» **Enunciado del ejercicio**
Identifique en el listado cada línea que contenga la palabra "dark" y cópiela tal como aparece.

» **Datos proporcionados**
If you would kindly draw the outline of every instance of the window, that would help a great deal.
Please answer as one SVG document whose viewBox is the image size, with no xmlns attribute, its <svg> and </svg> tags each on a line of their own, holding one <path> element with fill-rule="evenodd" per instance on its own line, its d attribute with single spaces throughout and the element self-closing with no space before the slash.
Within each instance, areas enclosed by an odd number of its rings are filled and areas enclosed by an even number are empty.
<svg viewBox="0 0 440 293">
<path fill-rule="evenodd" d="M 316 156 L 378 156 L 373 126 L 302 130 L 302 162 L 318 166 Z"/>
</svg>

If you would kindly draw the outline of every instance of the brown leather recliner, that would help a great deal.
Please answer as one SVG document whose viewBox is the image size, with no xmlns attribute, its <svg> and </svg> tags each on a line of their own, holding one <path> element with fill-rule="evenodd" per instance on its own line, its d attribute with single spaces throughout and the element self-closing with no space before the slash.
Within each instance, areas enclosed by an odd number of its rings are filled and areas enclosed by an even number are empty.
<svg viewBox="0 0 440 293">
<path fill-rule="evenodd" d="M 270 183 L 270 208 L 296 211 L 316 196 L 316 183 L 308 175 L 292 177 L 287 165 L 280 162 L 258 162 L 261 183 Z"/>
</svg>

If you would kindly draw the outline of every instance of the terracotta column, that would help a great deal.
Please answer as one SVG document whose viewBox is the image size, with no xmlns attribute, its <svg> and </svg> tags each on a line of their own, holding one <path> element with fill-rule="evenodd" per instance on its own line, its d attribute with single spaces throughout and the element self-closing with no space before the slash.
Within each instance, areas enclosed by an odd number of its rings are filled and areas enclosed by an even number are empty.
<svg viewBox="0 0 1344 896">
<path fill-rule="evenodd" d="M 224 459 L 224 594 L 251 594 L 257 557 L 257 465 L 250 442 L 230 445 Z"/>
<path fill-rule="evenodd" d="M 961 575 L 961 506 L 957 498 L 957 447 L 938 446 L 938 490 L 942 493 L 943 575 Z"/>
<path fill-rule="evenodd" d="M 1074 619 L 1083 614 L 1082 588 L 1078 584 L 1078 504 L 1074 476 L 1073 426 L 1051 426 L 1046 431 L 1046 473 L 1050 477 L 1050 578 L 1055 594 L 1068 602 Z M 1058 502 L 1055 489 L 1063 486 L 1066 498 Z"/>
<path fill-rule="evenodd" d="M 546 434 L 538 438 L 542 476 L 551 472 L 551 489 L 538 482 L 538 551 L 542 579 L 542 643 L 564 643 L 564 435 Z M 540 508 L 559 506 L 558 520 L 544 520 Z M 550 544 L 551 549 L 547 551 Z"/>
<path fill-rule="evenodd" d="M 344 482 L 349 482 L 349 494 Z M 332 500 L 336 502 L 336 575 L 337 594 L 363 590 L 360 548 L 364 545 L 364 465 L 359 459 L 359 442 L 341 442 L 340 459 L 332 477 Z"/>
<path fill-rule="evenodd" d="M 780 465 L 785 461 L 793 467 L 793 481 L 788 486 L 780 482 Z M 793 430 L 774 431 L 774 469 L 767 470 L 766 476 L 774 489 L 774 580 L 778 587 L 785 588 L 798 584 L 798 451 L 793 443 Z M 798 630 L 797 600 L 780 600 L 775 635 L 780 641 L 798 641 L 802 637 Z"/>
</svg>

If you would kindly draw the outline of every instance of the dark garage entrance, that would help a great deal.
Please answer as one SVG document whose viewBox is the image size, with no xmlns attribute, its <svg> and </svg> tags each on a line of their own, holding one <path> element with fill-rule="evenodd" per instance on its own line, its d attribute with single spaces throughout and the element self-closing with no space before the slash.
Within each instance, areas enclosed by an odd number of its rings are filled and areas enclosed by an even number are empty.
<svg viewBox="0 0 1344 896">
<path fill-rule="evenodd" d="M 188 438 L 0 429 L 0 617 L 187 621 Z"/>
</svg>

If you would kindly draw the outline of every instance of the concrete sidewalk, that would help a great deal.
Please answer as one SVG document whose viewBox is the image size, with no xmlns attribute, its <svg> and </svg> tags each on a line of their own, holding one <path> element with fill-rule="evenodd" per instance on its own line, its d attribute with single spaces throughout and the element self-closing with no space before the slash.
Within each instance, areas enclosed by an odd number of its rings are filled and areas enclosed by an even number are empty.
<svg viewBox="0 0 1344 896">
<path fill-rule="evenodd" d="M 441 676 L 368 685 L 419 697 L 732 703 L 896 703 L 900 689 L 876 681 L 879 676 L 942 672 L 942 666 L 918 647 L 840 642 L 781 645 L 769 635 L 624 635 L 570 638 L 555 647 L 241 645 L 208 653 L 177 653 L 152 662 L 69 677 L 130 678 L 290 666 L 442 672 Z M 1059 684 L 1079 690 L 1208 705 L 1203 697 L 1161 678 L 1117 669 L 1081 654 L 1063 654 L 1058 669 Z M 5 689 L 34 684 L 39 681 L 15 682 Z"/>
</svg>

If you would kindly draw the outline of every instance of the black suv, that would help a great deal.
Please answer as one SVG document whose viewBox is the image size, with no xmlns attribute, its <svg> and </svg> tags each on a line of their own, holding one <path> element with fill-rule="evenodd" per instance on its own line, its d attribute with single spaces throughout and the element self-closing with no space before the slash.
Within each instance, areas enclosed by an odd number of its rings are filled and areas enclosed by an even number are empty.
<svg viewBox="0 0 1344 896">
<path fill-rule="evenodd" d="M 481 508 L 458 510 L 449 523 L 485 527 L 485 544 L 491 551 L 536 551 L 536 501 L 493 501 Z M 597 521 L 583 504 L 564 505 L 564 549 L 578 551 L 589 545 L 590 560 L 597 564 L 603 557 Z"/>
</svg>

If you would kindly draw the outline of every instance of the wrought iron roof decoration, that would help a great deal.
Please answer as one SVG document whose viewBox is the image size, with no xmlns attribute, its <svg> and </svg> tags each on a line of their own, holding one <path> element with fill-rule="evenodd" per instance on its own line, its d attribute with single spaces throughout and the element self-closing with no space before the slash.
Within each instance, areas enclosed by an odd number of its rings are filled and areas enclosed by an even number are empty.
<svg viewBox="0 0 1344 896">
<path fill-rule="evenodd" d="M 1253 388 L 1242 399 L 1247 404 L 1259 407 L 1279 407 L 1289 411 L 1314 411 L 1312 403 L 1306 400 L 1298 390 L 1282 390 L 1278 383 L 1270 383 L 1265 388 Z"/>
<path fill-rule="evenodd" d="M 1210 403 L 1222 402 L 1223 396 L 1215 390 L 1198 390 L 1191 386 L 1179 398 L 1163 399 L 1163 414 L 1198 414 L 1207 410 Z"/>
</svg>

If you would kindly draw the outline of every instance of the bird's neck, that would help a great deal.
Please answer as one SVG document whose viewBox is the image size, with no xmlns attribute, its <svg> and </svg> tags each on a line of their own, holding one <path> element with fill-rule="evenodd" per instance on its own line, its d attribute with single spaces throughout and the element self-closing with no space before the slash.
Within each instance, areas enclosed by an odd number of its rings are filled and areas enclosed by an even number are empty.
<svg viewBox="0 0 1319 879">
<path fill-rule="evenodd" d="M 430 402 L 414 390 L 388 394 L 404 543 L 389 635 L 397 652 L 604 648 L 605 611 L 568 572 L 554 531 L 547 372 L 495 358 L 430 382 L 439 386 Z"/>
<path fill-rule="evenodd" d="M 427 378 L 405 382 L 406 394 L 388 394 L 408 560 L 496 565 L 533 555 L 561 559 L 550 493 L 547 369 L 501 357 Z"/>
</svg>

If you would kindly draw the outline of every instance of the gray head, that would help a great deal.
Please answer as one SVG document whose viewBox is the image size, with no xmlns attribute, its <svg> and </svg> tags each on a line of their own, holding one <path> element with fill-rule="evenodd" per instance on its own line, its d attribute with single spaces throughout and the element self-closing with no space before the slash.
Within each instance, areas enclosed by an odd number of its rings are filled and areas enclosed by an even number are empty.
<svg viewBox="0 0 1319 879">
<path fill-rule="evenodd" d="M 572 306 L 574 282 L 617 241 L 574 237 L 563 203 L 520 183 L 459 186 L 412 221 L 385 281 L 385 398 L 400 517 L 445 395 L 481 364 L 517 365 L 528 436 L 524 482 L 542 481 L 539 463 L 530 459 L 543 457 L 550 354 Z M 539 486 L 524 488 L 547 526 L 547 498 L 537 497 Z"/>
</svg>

» **Resultado final**
If you would kindly draw the outline of every instance of the dark garage entrance, that would help a great deal.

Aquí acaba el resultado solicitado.